* [原文]:
6. 服务优先级 qualityOfService

苹果文档是这么解释的:Used to indicate the nature and importance of work to the system. Work with higher quality of service classes receive more resources than work with lower quality of service classes whenever there is resource contention.意思就是标识这个任务的重要性,每当存在资源竞争时,服务质量高的任务将获得更多的资源

public enum QualityOfService : Int {
    case userInteractive    最高优先级,用于用户交互事件
    case userInitiated      次高优先级,用于用户需要马上执行的事件
    //默认优先级,主线程和没有设置优先级的线程都默认为这个优先级
    case `default`          
    case utility            普通优先级,用于普通任务
    case background         最低优先级,用于不重要的任务
}

let thread1 = Thread(target: self, selector: #selector(method1), object: nil)
let thread2 = Thread(target: self, selector: #selector(method2), object: nil)
thread1.qualityOfService = .userInteractive
thread2.qualityOfService = .background
thread1.start()
thread2.start()
@objc func method1() {
    for _ in 0...1 {
        NSLog("11111--\(Thread.current)")
    }
}
@objc func method2() {
    for _ in 0...1 {
        NSLog("22222--\(Thread.current)")
    }
}
    
打印结果: 11111--<NSThread: 0x6000011287c0>{number = 5, name = (null)}
         11111--<NSThread: 0x6000011287c0>{number = 5, name = (null)}
         22222--<NSThread: 0x600001128a40>{number = 6, name = (null)}
         22222--<NSThread: 0x600001128a40>{number = 6, name = (null)}

服务优先级高的任务能优先获得更多的资源

7. 线程睡眠,使线程处于等待状态

let thread1 = Thread(target: self, selector: #selector(method1), object: nil)
thread1.start()
@objc func method1() {
    for i in 0...3 {
        NSLog("11111--\(Thread.current)")
        if i == 1 {
            Thread.sleep(forTimeInterval: 5.0)
        }
    }
}

打印结果:
2020-04-10 17:46:06 11111--<NSThread: 0x600002e5f380>{number = 5, name = (null)}
2020-04-10 17:46:06 11111--<NSThread: 0x600002e5f380>{number = 5, name = (null)}
2020-04-10 17:46:11 WGFcodeNotes[13188:379557] 11111--<NSThread:   
0x600002e5f380>{number = 5, name = (null)}
2020-04-10 17:46:11 WGFcodeNotes[13188:379557] 11111--<NSThread:   
0x600002e5f380>{number = 5, name = (null)}

8.线程退出

let thread1 = Thread(target: self, selector: #selector(method1), object: nil)
thread1.start()
@objc func method1() {
    for i in 0...3 {
        NSLog("11111--\(Thread.current)")

* [任务要求]:
根据这篇讲线程的原文,主线程和没有设置优先级的线程默认属于哪个优先级? 下面的列表取自另一个来源。

* [提供的列表]:

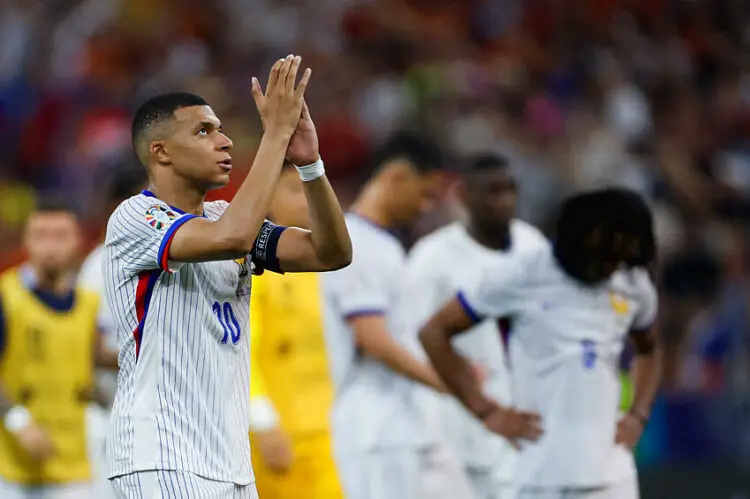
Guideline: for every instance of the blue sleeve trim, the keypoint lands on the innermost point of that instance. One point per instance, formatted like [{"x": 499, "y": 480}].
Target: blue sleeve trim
[
  {"x": 163, "y": 258},
  {"x": 263, "y": 254},
  {"x": 365, "y": 312},
  {"x": 470, "y": 312}
]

* [参考答案]:
它们默认属于 default 优先级。